### AUSGEWÄHLTER AUSZUG:
-----
Die Vorwürfe der Staatsanwaltschaft klingen schwerwiegend, allein das Verlesen der Anklageschrift dauert rund eine Viertelstunde. Am Landgericht Koblenz ist eine Frau aus dem Kreis Altenkirchen angeklagt, Mitglied einer Bande gewesen zu sein, die über einen längeren Zeitraum professionell mit Betäubungsmitteln und sogenannten Legal Highs handelte.
Der Prozessauftakt unter Vorsitz von Richter Thomas Metzger zeigte die ganze Dimension des Tatvorwurfs und des Ermittlungsverfahrens auf. Ort des Geschehens ist im Wesentlichen Duisburg, die ursprüngliche Heimatstadt der Angeklagten. Die heute 41-Jährige ist eine von insgesamt acht beschuldigten Personen im Alter zwischen 33 und 64 Jahren: Gegen die sieben Weiteren wurde bereits in gesonderten Verfahren verhandelt, teils liegen rechtskräftige Urteile vor (unter anderem Bewährungsstrafen). In vier Fällen stehen jedoch noch Revisionsverhandlungen an (nach Urteilen mit bis zu sechs Jahren Haft). Dass die Frau erst jetzt vor Gericht steht, erklärt sich unter anderem mit einem Wechsel des Verteidigers und mit Verzögerungen durch die Corona-Pandemie.
-----
Daten zur Punktlokalisierung:
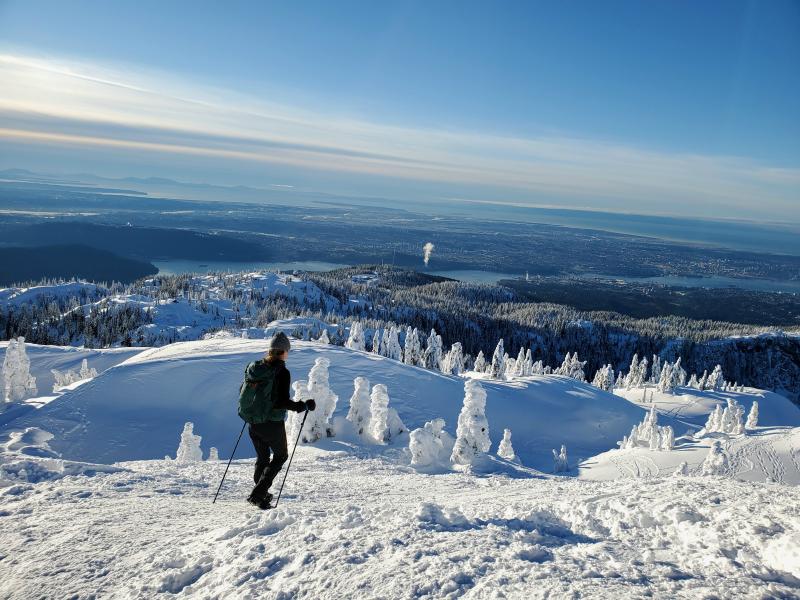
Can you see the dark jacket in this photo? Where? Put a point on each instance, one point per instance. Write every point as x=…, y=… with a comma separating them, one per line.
x=260, y=371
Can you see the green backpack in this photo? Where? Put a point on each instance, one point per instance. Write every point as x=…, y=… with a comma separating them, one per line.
x=255, y=394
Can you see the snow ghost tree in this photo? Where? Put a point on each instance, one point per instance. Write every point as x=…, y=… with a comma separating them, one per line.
x=480, y=363
x=472, y=433
x=433, y=351
x=355, y=340
x=430, y=445
x=412, y=351
x=385, y=424
x=506, y=450
x=17, y=379
x=715, y=380
x=497, y=368
x=560, y=460
x=391, y=344
x=453, y=362
x=359, y=414
x=572, y=367
x=189, y=450
x=752, y=416
x=716, y=462
x=730, y=420
x=376, y=343
x=318, y=421
x=604, y=378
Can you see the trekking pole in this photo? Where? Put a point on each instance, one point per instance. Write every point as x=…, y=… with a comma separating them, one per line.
x=290, y=459
x=229, y=463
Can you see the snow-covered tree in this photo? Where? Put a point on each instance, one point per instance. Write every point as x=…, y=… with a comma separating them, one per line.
x=752, y=416
x=480, y=363
x=381, y=427
x=560, y=460
x=453, y=362
x=604, y=378
x=355, y=341
x=430, y=445
x=376, y=343
x=716, y=462
x=18, y=381
x=506, y=450
x=472, y=433
x=412, y=351
x=497, y=368
x=572, y=367
x=729, y=421
x=318, y=421
x=359, y=414
x=189, y=450
x=715, y=380
x=433, y=351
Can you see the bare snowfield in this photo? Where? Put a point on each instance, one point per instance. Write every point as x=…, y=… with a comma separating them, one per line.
x=354, y=526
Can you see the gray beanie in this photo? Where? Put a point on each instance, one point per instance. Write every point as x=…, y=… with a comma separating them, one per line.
x=279, y=341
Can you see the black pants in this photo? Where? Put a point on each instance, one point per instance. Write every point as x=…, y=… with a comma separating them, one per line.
x=268, y=438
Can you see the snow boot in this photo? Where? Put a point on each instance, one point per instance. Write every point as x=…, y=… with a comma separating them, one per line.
x=262, y=503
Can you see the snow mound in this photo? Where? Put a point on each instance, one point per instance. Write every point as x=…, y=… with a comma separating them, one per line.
x=137, y=409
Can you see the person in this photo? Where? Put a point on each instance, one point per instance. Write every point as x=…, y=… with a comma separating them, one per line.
x=268, y=431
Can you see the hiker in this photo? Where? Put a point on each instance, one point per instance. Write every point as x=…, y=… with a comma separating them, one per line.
x=263, y=404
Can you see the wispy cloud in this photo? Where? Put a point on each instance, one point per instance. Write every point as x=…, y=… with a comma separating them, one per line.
x=59, y=103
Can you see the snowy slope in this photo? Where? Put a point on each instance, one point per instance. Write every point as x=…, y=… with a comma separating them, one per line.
x=766, y=454
x=137, y=409
x=363, y=528
x=693, y=406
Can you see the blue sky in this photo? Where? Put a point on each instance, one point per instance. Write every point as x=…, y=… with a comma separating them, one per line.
x=653, y=107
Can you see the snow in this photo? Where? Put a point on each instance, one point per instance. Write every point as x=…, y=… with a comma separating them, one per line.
x=360, y=527
x=158, y=390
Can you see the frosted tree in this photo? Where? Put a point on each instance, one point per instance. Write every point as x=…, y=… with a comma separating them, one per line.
x=633, y=373
x=359, y=414
x=392, y=348
x=430, y=445
x=716, y=462
x=189, y=450
x=560, y=460
x=572, y=367
x=506, y=450
x=412, y=352
x=17, y=379
x=472, y=433
x=752, y=416
x=682, y=469
x=317, y=387
x=453, y=362
x=655, y=374
x=666, y=438
x=376, y=343
x=433, y=351
x=604, y=378
x=379, y=410
x=497, y=368
x=355, y=341
x=666, y=382
x=715, y=380
x=480, y=363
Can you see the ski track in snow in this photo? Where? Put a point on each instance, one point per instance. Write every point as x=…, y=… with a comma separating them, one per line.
x=355, y=527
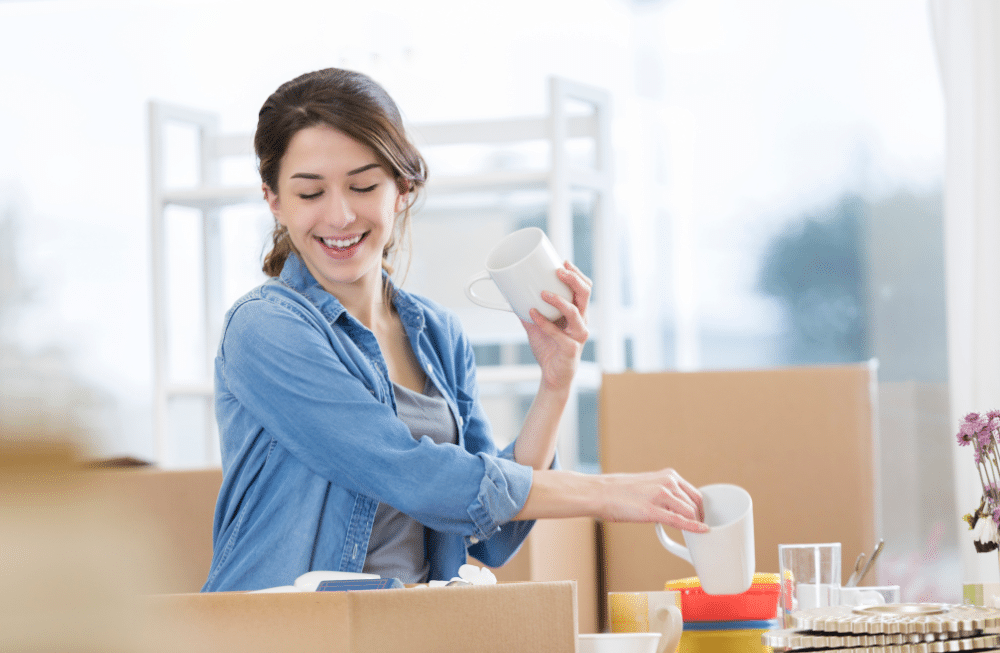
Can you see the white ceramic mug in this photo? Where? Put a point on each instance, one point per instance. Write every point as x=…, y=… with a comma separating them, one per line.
x=617, y=642
x=522, y=265
x=867, y=596
x=723, y=557
x=648, y=612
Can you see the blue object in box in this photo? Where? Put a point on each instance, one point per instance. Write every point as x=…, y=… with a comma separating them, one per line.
x=359, y=584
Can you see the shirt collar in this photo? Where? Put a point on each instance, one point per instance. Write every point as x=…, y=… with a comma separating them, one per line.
x=297, y=276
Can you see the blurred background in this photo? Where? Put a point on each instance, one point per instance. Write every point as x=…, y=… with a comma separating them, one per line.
x=776, y=200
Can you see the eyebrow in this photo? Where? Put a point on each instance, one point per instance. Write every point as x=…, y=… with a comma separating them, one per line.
x=312, y=175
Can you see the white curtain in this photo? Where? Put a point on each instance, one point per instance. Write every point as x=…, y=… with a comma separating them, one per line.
x=967, y=35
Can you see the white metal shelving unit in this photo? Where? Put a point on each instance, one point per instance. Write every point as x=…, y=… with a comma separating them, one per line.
x=559, y=178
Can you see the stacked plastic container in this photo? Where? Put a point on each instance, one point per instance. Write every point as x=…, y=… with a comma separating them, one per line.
x=729, y=623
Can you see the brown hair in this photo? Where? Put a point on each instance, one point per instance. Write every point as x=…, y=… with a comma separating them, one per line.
x=355, y=105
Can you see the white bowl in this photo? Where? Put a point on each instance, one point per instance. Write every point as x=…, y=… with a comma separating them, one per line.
x=618, y=642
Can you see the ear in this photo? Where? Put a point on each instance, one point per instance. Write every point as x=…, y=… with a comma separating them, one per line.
x=402, y=199
x=272, y=202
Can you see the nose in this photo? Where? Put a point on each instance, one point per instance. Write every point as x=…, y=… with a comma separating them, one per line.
x=339, y=212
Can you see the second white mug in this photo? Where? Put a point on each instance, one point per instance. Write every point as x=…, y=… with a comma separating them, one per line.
x=723, y=557
x=522, y=265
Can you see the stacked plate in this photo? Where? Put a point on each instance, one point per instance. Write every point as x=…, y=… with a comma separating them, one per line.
x=897, y=628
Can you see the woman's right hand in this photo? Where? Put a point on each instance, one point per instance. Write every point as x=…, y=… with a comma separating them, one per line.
x=647, y=497
x=663, y=496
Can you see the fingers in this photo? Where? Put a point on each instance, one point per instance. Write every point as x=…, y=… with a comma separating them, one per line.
x=579, y=283
x=683, y=523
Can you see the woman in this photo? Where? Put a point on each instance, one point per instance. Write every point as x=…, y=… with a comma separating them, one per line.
-----
### ARBEITSAUFTRAG:
Liste alle geografischen Ortsnamen auf, die im Prozessbericht genannt werden.

### ANTWORTBEREICH:
- Koblenz
- Altenkirchen
- Duisburg